> Given exercise:
Convert the stretch of the records from the line containing "Look at the picture above. You should locate tall tree trunk" through the line containing "[2,46,464,90]" into a numbered list, omitting any blank lines.

> Records supplied:
-*-*-

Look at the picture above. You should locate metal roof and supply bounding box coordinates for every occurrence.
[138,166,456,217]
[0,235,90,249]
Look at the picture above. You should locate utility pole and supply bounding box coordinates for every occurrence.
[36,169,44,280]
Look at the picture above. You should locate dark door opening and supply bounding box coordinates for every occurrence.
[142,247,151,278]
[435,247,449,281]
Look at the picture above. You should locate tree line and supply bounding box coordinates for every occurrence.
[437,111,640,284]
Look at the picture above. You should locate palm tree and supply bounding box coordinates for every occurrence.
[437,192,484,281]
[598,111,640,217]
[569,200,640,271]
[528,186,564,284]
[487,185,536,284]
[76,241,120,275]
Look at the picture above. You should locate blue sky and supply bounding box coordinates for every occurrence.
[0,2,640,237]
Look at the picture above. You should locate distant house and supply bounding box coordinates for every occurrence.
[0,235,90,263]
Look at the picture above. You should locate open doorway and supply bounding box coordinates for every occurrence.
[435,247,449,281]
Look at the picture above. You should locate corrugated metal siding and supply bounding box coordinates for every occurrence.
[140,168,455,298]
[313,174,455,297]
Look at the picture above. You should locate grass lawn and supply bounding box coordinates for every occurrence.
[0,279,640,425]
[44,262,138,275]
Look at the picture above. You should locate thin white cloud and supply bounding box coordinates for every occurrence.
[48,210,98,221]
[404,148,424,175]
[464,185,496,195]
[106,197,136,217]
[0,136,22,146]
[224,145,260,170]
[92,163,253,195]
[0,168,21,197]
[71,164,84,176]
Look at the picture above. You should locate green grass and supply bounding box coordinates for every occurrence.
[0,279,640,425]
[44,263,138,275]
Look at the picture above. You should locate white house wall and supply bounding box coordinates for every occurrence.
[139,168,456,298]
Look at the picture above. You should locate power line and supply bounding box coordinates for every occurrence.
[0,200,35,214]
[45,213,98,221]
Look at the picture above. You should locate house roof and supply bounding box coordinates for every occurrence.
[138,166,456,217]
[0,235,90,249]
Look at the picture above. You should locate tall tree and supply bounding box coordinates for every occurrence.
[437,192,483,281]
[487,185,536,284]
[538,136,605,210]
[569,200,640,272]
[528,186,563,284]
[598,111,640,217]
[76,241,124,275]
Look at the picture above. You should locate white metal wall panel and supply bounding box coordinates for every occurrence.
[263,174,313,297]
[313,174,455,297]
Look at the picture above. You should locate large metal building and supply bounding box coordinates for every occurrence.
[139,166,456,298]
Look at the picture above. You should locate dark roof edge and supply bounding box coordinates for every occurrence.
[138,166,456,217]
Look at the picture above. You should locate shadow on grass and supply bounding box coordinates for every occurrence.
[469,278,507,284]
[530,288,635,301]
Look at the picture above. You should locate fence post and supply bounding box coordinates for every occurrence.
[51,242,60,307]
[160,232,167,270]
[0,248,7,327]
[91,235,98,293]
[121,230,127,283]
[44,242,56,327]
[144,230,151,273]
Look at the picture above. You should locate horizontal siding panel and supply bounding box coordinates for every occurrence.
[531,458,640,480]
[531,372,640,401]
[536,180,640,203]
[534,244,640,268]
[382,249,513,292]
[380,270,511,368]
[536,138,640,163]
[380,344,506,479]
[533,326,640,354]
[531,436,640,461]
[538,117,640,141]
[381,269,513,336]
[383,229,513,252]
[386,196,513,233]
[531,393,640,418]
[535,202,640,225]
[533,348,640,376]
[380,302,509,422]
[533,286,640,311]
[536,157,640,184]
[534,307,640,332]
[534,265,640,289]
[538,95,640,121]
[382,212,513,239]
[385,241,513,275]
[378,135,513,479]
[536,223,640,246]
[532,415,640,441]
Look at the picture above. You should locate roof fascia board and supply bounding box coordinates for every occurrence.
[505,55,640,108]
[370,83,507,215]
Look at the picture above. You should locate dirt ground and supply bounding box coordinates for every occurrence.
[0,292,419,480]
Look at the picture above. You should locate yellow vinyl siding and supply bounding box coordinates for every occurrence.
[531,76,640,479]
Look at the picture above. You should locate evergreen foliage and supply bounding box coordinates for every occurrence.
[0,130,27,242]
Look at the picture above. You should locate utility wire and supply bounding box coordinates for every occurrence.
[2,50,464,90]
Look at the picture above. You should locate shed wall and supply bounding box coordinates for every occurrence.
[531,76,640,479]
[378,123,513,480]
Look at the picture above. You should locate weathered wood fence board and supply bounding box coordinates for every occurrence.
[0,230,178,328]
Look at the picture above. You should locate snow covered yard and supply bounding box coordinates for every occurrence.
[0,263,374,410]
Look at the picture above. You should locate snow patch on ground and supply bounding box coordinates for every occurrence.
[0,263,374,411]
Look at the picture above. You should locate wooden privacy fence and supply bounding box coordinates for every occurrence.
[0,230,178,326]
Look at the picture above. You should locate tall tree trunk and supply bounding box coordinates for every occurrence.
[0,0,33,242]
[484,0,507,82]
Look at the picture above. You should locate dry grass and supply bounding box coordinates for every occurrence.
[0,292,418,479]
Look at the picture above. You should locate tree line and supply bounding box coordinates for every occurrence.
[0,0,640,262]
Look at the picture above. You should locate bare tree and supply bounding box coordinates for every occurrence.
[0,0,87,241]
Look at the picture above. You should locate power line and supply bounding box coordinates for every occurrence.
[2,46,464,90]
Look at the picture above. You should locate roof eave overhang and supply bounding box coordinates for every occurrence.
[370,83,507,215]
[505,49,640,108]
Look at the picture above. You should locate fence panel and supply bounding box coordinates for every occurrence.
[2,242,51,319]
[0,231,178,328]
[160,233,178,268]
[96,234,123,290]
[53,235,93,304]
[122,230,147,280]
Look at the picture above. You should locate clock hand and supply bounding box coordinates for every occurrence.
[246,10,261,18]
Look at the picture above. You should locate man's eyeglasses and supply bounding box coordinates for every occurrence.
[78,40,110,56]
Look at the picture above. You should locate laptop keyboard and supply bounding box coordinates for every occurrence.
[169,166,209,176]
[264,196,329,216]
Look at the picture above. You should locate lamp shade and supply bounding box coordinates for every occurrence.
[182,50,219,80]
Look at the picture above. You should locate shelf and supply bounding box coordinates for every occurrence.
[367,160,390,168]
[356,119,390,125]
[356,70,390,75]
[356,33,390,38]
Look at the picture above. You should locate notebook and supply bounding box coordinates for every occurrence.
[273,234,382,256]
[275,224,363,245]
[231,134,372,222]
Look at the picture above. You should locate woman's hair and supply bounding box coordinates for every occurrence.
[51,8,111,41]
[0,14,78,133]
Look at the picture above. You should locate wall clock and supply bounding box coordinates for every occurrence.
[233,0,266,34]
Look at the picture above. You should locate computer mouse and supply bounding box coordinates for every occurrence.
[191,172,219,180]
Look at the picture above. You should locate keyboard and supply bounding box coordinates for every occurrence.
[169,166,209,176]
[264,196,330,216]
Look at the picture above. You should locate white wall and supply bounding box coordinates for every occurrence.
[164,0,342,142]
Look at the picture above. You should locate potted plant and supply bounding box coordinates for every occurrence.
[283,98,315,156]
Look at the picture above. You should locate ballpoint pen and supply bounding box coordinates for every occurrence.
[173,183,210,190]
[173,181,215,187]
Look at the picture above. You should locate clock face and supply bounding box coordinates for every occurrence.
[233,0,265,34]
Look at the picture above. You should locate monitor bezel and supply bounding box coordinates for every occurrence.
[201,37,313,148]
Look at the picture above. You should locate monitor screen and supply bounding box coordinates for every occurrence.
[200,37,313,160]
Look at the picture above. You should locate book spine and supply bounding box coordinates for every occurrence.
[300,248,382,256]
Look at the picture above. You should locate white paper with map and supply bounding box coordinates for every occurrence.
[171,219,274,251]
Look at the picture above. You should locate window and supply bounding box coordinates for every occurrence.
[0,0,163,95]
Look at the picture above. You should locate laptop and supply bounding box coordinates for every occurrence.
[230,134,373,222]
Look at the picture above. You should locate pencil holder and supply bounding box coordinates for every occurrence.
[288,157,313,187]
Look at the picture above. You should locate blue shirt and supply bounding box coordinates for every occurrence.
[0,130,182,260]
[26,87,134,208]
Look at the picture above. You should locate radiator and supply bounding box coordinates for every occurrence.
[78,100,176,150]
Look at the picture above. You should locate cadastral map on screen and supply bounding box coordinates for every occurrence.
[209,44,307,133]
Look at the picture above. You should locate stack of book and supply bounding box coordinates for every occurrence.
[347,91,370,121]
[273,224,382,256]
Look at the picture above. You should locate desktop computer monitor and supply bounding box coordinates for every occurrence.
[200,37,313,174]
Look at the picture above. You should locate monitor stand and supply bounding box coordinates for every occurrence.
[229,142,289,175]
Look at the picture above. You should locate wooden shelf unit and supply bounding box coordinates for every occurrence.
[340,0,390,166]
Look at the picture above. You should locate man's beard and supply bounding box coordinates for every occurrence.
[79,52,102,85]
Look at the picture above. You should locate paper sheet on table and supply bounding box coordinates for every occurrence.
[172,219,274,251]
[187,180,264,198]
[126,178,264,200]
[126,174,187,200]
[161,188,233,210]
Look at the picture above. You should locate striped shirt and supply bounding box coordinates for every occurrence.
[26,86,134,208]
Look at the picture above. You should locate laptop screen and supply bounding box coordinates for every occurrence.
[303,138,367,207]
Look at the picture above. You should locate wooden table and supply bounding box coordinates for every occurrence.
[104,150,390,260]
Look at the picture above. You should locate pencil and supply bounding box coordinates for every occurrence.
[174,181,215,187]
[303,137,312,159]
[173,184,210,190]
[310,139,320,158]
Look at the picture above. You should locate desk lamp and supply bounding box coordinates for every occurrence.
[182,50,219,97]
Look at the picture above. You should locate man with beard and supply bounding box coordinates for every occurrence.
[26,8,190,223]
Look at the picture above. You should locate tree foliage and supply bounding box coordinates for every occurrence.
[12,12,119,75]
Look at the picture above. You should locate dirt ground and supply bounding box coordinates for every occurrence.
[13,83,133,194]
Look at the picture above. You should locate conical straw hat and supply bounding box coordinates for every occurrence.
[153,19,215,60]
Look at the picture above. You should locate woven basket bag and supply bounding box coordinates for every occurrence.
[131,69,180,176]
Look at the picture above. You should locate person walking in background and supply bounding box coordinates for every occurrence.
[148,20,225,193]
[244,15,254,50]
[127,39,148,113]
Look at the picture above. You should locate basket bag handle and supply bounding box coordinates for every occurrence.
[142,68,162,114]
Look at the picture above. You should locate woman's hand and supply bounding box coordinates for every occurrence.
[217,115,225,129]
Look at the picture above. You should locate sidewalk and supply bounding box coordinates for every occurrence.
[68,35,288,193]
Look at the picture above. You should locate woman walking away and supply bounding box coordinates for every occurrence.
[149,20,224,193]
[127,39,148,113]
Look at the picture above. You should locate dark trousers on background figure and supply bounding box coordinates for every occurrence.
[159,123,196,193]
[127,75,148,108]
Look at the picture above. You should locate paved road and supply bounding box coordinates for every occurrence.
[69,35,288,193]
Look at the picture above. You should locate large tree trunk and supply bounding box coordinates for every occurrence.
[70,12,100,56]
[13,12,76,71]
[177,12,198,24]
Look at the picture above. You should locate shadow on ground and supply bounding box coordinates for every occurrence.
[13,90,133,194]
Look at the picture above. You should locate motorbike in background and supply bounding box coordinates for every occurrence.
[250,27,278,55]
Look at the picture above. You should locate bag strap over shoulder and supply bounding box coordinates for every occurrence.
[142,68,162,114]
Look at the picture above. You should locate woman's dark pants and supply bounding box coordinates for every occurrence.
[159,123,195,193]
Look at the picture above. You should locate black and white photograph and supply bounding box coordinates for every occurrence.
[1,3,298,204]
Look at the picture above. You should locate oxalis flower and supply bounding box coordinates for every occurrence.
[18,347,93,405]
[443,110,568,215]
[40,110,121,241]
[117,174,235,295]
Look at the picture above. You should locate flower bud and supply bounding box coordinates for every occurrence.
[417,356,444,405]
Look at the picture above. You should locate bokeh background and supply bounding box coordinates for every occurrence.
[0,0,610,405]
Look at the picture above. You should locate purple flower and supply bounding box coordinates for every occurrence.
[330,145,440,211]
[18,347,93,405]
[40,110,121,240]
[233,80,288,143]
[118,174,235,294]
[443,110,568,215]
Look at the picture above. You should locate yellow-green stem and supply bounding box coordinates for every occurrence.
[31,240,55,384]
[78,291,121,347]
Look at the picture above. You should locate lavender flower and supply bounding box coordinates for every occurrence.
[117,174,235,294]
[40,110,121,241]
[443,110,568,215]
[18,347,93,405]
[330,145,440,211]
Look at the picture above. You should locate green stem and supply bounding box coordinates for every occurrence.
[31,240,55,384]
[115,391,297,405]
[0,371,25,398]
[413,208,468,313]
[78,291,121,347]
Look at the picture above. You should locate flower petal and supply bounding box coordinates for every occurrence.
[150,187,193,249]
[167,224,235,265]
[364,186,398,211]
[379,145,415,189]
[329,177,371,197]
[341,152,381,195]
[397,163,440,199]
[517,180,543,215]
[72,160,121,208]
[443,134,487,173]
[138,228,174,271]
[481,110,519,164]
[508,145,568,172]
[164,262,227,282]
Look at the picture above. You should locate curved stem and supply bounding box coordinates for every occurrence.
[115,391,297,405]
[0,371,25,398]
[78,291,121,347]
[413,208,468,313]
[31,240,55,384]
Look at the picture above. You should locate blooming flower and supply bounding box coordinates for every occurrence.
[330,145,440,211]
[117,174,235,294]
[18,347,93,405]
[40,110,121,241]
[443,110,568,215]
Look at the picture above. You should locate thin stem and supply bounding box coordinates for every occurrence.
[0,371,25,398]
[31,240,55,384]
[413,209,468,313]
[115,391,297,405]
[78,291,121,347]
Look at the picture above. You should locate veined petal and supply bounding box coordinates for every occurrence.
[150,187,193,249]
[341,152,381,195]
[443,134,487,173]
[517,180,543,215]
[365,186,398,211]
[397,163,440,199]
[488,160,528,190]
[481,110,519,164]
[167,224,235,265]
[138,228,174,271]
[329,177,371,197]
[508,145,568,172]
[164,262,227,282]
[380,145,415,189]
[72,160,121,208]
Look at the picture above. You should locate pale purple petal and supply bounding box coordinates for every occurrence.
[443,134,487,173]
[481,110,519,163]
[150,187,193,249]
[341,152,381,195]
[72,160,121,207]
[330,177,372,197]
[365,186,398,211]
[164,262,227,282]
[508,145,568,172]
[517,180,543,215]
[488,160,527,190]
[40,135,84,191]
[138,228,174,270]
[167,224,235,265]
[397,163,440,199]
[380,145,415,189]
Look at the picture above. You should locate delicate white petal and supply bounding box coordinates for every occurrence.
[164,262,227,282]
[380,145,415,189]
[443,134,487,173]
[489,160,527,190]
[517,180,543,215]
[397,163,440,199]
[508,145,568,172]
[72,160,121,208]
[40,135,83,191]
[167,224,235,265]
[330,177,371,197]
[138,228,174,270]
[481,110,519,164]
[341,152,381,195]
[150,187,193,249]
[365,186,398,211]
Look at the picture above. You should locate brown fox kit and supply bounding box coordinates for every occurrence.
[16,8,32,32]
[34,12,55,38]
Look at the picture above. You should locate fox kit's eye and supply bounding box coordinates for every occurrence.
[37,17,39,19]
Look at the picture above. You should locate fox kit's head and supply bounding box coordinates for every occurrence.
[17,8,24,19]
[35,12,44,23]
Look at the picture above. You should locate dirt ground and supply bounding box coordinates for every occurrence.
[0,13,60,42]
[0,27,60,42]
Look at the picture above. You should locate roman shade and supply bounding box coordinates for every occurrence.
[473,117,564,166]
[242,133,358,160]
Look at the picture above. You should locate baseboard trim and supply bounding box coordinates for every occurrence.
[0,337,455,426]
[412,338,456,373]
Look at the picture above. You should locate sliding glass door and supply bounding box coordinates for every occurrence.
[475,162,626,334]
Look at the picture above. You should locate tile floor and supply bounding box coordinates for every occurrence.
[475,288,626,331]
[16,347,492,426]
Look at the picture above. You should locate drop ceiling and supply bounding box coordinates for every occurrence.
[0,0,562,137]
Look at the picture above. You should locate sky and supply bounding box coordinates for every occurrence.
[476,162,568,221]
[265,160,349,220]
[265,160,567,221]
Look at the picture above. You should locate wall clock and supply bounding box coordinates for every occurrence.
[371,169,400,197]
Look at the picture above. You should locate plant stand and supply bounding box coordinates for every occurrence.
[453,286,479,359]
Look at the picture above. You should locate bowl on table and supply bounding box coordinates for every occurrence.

-*-*-

> Response to the exercise:
1. Look at the picture above. You should locate tall tree trunk and supply bounding box coordinates for every occurrence.
2. [0,0,33,242]
3. [484,0,507,82]
4. Look at the picture above. You should locate dry grass and supply bounding box coordinates for every occurrence.
5. [0,292,418,479]
6. Look at the picture above. You should locate tree line and supply bounding box coordinates for every occurrence.
7. [0,0,640,262]
8. Look at the picture above. You should locate bare tree and supply bounding box coordinates for every occurrence.
9. [0,0,87,241]
10. Look at the picture above. You should locate power line and supply bounding box coordinates for every occurrence.
11. [2,46,464,90]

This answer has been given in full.